# [WHAT YOU SHOULD DO]
Your task is to copy every line of the entries that holds the word "below".

BEGIN

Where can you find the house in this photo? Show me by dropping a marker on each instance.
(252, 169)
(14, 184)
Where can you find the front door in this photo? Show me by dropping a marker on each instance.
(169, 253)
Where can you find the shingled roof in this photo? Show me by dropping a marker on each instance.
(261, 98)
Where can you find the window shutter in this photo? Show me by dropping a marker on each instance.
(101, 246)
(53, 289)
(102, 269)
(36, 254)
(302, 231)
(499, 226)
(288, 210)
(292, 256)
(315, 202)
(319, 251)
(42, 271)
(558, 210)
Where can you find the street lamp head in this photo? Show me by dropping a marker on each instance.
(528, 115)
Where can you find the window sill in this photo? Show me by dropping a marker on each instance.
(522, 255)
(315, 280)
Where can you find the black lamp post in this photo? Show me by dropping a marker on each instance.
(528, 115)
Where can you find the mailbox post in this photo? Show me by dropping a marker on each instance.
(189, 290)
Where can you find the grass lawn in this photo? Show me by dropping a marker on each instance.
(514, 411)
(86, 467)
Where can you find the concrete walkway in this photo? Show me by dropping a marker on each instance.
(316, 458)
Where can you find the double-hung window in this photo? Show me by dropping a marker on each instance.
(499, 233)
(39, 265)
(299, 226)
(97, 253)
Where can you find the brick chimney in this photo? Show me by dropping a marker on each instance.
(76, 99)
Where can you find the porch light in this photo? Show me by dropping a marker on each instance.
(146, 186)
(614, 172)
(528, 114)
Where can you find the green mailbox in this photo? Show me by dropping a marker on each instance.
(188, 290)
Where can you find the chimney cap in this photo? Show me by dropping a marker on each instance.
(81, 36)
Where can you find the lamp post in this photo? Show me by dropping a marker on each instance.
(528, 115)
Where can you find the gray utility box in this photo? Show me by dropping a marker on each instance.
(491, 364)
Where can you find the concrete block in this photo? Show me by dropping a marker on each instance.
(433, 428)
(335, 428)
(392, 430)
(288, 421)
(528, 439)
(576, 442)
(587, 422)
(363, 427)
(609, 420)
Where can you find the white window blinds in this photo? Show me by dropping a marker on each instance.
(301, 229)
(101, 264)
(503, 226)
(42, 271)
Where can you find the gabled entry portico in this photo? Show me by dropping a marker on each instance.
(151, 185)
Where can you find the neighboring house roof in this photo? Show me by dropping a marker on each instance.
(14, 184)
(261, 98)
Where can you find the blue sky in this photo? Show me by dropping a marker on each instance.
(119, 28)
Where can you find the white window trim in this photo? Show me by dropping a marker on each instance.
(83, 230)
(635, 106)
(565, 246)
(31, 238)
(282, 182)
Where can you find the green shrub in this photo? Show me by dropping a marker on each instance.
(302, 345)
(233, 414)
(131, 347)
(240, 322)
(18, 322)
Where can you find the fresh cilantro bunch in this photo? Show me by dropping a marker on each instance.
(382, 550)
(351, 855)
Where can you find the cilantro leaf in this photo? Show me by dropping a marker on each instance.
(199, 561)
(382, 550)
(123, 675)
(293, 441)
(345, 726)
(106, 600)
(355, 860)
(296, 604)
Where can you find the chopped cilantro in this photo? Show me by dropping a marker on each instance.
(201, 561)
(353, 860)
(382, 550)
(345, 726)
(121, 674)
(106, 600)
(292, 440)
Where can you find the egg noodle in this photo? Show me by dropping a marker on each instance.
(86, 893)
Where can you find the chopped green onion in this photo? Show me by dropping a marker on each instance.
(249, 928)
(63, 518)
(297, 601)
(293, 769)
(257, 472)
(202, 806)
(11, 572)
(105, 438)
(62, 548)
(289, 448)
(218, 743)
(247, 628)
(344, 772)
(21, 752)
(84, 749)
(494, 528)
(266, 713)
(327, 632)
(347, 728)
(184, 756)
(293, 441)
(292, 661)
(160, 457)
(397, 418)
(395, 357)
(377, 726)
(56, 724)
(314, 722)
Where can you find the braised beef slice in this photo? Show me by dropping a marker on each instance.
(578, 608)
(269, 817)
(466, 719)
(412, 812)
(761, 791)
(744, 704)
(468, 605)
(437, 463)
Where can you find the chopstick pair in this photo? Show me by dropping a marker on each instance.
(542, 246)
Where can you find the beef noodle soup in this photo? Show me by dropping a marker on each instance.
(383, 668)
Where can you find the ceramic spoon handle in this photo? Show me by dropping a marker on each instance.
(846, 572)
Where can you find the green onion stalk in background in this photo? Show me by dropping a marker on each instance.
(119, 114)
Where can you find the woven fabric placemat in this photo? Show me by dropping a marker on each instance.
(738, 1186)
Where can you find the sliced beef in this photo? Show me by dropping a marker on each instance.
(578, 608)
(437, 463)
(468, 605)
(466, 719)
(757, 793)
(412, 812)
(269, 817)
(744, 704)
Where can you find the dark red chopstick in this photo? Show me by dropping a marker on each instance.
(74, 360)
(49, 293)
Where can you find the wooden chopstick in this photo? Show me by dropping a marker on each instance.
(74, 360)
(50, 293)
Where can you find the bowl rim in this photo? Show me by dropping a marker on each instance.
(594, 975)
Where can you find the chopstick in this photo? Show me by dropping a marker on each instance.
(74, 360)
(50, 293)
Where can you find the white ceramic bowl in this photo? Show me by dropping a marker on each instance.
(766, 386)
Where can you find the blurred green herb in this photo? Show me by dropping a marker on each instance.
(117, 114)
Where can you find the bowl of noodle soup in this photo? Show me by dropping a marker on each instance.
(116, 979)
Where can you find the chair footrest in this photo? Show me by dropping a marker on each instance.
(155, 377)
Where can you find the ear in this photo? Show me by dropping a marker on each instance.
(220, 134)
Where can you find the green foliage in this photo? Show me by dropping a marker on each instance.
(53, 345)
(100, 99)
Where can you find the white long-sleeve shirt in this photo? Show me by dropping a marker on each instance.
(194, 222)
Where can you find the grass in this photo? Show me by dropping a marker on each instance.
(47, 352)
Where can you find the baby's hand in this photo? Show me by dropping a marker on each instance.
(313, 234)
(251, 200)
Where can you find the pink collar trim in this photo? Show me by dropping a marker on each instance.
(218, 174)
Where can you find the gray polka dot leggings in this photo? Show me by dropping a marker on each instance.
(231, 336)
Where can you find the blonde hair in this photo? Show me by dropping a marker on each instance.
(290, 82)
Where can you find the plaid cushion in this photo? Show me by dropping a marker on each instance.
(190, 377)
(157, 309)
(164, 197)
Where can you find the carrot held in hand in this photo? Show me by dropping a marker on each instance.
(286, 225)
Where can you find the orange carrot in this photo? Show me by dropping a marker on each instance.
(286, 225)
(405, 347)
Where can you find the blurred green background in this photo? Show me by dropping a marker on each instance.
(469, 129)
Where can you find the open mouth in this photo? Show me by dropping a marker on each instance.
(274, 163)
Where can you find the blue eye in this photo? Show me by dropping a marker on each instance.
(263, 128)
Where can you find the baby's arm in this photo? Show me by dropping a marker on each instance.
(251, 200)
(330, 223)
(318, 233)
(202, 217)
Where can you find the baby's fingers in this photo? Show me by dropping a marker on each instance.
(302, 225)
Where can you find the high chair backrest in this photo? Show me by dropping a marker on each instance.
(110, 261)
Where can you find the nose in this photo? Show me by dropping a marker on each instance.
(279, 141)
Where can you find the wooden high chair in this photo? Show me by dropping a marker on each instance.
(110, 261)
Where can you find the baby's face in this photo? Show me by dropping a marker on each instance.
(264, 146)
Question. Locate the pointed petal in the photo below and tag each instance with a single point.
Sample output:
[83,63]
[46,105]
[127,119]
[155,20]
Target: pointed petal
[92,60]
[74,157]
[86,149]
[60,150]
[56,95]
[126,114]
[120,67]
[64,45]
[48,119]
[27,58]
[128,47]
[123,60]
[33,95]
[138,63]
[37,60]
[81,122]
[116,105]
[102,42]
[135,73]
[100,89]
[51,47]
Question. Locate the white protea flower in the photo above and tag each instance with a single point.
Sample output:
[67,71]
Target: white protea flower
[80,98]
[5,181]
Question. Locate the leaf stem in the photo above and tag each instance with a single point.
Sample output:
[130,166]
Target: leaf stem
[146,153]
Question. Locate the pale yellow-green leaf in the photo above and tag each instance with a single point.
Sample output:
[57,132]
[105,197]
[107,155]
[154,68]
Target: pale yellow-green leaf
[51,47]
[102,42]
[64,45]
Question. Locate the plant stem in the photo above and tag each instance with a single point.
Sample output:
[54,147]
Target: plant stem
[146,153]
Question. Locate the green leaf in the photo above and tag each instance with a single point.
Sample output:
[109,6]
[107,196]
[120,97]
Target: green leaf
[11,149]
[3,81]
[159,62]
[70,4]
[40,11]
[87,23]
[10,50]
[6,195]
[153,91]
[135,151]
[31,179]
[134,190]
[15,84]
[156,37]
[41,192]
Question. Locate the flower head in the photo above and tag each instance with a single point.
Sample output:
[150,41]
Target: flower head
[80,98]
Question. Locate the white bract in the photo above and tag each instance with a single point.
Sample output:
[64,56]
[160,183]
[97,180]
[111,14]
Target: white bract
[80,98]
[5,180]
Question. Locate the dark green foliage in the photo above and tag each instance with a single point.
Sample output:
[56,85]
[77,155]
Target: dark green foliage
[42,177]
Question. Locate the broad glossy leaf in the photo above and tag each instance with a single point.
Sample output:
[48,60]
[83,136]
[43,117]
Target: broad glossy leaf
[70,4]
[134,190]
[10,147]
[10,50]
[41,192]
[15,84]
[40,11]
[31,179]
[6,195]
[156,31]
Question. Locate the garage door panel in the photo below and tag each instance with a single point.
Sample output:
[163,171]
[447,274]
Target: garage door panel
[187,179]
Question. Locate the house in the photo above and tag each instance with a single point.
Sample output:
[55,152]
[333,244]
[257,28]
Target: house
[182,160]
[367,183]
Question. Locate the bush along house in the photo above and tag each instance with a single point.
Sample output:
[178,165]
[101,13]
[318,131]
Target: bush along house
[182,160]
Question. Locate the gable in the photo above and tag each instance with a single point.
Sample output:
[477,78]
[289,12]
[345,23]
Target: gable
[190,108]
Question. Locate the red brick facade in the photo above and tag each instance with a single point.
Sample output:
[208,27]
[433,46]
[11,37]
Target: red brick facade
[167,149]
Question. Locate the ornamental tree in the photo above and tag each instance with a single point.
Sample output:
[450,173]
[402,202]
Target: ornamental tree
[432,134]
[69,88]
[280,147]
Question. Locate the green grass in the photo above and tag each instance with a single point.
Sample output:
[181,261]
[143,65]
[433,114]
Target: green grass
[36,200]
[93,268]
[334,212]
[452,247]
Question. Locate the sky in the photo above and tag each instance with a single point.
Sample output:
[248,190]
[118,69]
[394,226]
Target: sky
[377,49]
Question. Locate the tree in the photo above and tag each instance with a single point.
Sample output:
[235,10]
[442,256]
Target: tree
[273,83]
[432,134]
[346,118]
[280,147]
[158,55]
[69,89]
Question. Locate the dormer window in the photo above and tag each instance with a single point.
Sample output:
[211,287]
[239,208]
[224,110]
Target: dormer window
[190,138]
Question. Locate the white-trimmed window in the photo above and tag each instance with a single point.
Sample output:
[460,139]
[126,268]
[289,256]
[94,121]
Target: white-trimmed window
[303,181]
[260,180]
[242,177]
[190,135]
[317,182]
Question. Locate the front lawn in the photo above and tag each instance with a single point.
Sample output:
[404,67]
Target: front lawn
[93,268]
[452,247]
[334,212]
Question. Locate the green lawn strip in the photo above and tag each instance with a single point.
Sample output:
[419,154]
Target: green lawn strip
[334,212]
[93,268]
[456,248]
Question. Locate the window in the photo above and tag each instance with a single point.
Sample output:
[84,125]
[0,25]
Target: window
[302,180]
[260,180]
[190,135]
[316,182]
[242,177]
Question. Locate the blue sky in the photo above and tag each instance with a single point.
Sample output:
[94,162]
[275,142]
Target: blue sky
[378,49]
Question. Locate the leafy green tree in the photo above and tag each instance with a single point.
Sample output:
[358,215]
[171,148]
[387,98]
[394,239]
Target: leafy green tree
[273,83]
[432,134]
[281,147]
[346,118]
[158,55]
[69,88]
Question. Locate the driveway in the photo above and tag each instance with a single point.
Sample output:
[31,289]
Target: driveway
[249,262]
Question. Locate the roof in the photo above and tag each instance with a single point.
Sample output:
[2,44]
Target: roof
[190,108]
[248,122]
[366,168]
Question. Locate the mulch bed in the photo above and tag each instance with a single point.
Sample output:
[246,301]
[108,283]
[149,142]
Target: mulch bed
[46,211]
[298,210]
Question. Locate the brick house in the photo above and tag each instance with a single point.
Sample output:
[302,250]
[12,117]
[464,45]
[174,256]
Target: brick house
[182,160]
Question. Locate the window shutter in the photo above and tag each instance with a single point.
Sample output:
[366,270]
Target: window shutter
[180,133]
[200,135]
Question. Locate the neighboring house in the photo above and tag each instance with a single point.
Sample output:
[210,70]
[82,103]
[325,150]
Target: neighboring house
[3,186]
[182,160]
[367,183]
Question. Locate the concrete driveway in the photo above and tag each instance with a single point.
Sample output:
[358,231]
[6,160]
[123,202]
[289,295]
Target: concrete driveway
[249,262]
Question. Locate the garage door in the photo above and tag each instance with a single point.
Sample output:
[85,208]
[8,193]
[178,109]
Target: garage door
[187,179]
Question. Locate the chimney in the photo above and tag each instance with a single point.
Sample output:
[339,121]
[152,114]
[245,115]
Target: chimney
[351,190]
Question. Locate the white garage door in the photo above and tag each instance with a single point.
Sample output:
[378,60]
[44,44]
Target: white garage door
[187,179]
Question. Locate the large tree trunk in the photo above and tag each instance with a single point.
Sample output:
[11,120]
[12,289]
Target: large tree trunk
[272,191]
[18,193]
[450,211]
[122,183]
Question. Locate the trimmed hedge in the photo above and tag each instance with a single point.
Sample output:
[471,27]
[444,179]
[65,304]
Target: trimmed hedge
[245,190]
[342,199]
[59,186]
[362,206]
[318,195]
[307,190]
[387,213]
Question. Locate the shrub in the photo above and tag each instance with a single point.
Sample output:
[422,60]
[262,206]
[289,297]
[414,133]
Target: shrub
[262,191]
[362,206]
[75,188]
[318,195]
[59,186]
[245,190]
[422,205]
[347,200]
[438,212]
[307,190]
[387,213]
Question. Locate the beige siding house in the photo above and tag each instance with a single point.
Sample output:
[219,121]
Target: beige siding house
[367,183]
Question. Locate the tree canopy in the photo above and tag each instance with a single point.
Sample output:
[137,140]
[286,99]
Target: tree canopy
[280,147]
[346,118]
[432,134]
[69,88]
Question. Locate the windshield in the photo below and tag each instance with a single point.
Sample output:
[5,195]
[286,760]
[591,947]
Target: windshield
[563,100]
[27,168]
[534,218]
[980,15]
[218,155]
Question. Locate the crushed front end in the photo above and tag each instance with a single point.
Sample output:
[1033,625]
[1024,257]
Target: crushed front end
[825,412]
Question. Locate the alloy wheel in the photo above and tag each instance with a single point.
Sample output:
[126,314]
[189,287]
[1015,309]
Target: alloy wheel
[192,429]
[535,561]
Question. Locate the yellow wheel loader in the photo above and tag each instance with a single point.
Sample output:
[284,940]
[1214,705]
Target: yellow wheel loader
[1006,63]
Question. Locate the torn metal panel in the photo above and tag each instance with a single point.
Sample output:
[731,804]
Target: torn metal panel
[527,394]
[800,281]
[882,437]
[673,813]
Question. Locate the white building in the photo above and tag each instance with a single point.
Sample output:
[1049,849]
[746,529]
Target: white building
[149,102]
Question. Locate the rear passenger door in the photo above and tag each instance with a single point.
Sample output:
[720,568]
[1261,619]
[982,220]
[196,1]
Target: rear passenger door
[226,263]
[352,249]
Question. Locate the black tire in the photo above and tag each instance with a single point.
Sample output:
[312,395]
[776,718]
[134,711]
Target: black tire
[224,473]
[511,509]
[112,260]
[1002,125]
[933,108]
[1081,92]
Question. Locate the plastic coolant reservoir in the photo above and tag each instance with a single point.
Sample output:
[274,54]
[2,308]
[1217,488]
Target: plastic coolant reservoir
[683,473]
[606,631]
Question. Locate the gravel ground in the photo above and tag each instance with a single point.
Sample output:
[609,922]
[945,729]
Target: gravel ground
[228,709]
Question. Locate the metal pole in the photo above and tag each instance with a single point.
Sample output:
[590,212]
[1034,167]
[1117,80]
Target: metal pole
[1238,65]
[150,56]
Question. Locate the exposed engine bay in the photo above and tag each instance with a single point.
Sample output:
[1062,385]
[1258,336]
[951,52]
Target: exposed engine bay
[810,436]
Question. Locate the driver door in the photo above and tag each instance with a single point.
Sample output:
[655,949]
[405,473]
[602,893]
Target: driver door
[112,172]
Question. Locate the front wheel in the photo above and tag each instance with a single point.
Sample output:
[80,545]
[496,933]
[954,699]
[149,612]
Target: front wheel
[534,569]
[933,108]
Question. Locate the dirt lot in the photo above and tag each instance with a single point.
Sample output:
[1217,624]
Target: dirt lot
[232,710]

END

# [RESPONSE TO THIS TASK]
Question. Locate the pointed petal in the photo below and tag each instance with a single point.
Question. Locate the garage door panel in the photo below and tag each instance with a single point.
Question. Locate the windshield in the photo below and tag each instance with a single point.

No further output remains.